◆ **Problem description**
Only the lines containing "green" belong in the answer; find them in the material below.

◆ **Input data**
★ ★ ★

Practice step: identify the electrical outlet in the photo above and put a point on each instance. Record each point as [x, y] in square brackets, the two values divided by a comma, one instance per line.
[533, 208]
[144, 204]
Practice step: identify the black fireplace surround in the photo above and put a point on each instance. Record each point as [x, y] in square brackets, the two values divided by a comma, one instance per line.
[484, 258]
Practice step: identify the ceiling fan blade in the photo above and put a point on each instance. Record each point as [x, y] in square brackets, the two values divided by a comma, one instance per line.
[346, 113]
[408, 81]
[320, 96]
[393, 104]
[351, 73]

★ ★ ★

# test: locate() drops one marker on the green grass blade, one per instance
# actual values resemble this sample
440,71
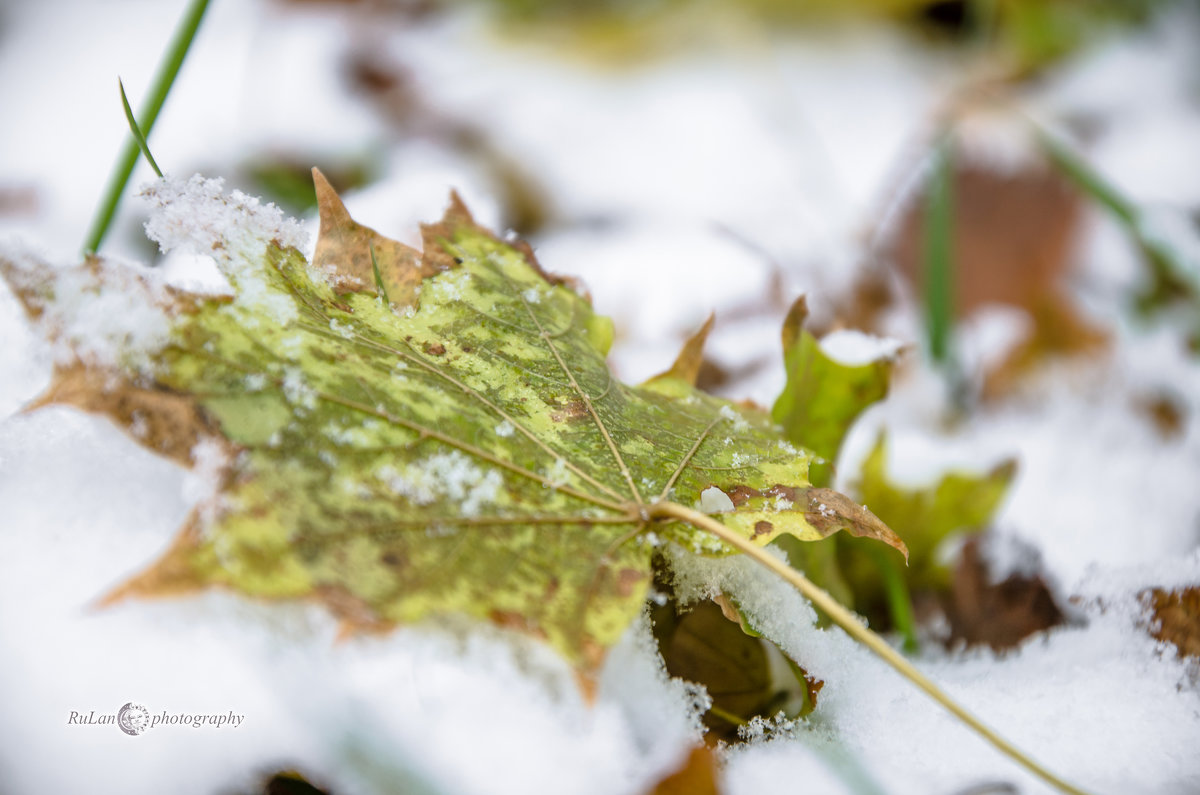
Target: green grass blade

★ ★ ★

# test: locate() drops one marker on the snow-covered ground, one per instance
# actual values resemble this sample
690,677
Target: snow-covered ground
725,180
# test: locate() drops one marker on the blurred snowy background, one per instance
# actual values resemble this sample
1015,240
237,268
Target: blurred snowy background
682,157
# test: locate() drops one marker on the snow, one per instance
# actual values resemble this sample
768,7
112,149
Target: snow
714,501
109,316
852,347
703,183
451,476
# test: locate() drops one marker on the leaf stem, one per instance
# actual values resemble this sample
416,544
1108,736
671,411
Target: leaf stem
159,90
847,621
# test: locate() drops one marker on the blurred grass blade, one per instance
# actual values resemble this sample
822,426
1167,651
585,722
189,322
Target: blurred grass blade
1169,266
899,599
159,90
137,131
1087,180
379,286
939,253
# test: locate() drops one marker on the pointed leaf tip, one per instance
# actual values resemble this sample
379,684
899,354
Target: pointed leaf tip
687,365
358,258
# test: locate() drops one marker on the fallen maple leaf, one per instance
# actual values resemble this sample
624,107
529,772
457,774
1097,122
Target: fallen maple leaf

★ ★ ★

◆ **Solution for this task**
# test: locate() drops one marker on the green grass blade, one per instance
Target: green grass blade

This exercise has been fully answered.